- _YOUR TASK_
Give the data a second time, exactly and in full.

********

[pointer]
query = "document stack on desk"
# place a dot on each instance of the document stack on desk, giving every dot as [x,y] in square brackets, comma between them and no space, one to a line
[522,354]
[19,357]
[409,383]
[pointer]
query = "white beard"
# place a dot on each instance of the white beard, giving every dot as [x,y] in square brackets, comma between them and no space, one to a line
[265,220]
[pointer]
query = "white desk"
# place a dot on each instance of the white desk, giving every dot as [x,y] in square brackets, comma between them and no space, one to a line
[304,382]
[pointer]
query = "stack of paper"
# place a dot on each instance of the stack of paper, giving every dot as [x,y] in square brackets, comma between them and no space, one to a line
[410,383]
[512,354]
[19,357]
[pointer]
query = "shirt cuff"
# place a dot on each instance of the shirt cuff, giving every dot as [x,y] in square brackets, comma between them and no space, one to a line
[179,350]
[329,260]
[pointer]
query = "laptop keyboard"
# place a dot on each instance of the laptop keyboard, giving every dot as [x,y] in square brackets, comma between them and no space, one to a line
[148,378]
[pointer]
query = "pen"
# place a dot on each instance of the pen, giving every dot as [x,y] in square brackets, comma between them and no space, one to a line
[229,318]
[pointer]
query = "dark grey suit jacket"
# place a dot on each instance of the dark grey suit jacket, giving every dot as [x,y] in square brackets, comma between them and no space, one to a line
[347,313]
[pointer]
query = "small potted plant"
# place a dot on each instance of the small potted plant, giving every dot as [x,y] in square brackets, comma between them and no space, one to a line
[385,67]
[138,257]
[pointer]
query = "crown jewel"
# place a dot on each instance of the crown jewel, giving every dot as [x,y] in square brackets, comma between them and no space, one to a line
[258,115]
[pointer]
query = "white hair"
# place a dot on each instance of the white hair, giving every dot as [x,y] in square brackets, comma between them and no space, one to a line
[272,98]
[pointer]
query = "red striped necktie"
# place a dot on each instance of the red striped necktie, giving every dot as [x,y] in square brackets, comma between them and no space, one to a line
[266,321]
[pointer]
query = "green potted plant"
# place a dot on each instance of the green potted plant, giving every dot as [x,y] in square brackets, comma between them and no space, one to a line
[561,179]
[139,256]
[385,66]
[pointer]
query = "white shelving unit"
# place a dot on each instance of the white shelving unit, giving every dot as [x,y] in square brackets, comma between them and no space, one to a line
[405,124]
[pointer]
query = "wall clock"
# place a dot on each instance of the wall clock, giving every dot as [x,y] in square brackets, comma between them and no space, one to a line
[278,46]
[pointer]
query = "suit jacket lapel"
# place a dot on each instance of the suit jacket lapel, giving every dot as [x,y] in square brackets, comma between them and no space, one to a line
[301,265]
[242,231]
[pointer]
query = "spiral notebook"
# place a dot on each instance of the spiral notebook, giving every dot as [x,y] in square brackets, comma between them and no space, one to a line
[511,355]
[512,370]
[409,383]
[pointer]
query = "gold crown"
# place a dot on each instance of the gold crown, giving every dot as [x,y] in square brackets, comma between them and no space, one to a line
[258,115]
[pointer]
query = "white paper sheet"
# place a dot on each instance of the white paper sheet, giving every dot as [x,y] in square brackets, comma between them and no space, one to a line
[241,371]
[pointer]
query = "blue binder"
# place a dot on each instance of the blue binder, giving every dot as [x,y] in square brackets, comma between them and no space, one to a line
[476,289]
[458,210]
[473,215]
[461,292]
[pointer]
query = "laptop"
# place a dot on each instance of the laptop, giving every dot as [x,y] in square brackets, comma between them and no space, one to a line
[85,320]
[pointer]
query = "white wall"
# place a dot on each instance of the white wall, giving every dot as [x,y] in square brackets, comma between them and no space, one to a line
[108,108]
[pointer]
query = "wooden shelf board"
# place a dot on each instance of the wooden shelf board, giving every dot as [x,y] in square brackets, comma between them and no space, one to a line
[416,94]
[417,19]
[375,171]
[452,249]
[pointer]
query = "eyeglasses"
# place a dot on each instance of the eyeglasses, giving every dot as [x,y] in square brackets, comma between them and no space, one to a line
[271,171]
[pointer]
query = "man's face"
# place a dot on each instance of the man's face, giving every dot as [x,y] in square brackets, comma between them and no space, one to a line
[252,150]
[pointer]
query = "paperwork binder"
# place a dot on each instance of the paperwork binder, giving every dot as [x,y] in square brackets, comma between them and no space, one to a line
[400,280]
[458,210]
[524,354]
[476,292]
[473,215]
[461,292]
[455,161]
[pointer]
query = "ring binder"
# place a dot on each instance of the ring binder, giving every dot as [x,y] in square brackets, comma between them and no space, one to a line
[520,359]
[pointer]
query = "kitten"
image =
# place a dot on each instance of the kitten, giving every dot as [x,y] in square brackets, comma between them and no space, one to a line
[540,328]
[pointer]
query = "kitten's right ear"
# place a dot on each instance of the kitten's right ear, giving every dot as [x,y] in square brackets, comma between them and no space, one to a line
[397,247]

********

- _RESPONSE TO THIS EXERCISE_
[pointer]
query = "document stack on desk"
# place a dot on each instance of the document stack on desk, giving every dot as [x,y] in square brackets, comma between them and no space, one to a line
[522,354]
[19,357]
[409,383]
[pointer]
query = "white beard"
# place a dot on each instance of the white beard, giving every dot as [x,y] in square brackets, comma between them and no space, one to a line
[265,220]
[pointer]
query = "white desk"
# place a dot on each instance of the white desk, giving every dot as [x,y] in square brackets, comma between them and no space, one to a line
[304,382]
[pointer]
query = "stack of paper"
# place a dot on each instance of the stack of paper, giving every dot as [x,y] in square brackets, comma between them and no space, one to a line
[410,383]
[512,354]
[19,357]
[pointer]
query = "shirt cuff"
# place a dot on each instance of the shirt cuff, giving every dot as [x,y] in square brackets, comma between them and no space, one to a line
[179,350]
[329,260]
[pointer]
query = "laptop keyboard"
# place a dot on each instance of the laptop keyboard, giving every dot as [x,y] in square brackets, comma between them and no space, one to a line
[148,378]
[pointer]
query = "pen"
# place a dot on each instance of the pen, giving every dot as [x,y] in square brackets, comma between them and no space, one to a line
[229,318]
[pointer]
query = "dark grey suit jacket"
# place a dot on each instance of the dark grey suit jacket, giving every dot as [x,y] in square brackets, comma between them and no space, one to a line
[347,313]
[pointer]
query = "small potted plant"
# place a dot on each instance of the small potted plant, giving every dot as [x,y] in square brackets, comma between them and no space, one to a line
[385,67]
[138,257]
[pointer]
query = "crown jewel"
# place a dot on each instance of the crown jewel, giving every dot as [x,y] in square brackets, comma between them and no space, one to a line
[258,115]
[pointer]
query = "white hair"
# place a dot on each instance of the white hair, giving every dot as [x,y] in square brackets, comma between them and no space, one to a line
[272,98]
[pointer]
query = "red striped necktie"
# place a dot on each instance of the red striped necktie, giving every dot as [x,y] in square brackets, comma between them and no space, one to a line
[266,321]
[pointer]
query = "green potted plant"
# place a dot on each instance of the green potted plant, giving every dot as [x,y] in square brackets, comma between them and no space, one to a line
[561,179]
[139,256]
[385,66]
[pointer]
query = "white shelving unit"
# place a dot on each instance of the white shelving unit, giving every dot as [x,y] in square brackets, comma between them and no space, one to a line
[405,124]
[pointer]
query = "wall clock"
# place a dot on each instance of the wall clock, giving every dot as [x,y] in square brackets, comma between them and no space, one to a line
[278,46]
[pointer]
query = "suit jacket lapel"
# place a dot on each instance of the suit jacket lapel, giving every dot as [x,y] in square brackets, comma between them and no space, one to a line
[301,265]
[242,231]
[pointer]
query = "spiral notebook"
# place a dot on each instance of the spiral notebook, giving every dot as [x,y] in square brackets, comma between them and no space, one to a line
[511,355]
[512,370]
[409,383]
[pointer]
query = "gold crown"
# place a dot on each instance of the gold crown, giving every dot as [x,y] in square brackets, comma between them and no space, one to a line
[258,115]
[pointer]
query = "white paper sheet"
# place a dot on each instance of the white paper sheet, giving every dot as [x,y] in square brackets, comma between them and no space, one to a line
[241,371]
[pointer]
query = "blue binder"
# place a dot on each instance of the blue binder, giving every dot as [x,y] in square brackets, comma between them and no space, one to a line
[476,289]
[458,210]
[473,215]
[461,292]
[pointer]
query = "laptop"
# place a dot on each instance of the laptop, giving every dot as [x,y] in square brackets, comma between them and no space, one to a line
[85,320]
[pointer]
query = "white wall"
# place a dot on each instance of the white wall, giving every dot as [x,y] in square brackets, comma between them and no space, one to a line
[108,108]
[pointer]
query = "wooden shelf board"
# place a dot on each instance of the wooden shelf board, giving every dot as [x,y] in square brackets, comma between them and no space, one to a line
[416,94]
[417,19]
[375,171]
[452,249]
[pointer]
query = "eyeglasses"
# place a dot on each instance of the eyeglasses, giving every dot as [x,y] in square brackets, comma between them and no space, one to a line
[271,171]
[pointer]
query = "man's face"
# place a dot on each instance of the man's face, giving every dot as [x,y] in square brackets, comma between them and no space, one to a line
[252,150]
[pointer]
query = "paperwork binder"
# place a dot on each instance of the paperwork binder, giving every dot as [x,y] in square brackets, comma between them and no space, one to a line
[400,280]
[458,210]
[524,354]
[476,292]
[473,215]
[461,292]
[455,161]
[pointer]
query = "ring binder"
# place a dot on each instance of the ring binder, giving every dot as [x,y] in square brackets, comma between them and no space, one to a line
[520,359]
[pointer]
query = "kitten"
image =
# place a dot on each instance of the kitten, giving every dot as [x,y] in square brackets, comma between them and no space, one to a line
[540,328]
[pointer]
query = "kitten's right ear"
# place a dot on each instance of the kitten's right ear, giving every dot as [x,y] in square brackets, comma between them and no space, one to a line
[397,247]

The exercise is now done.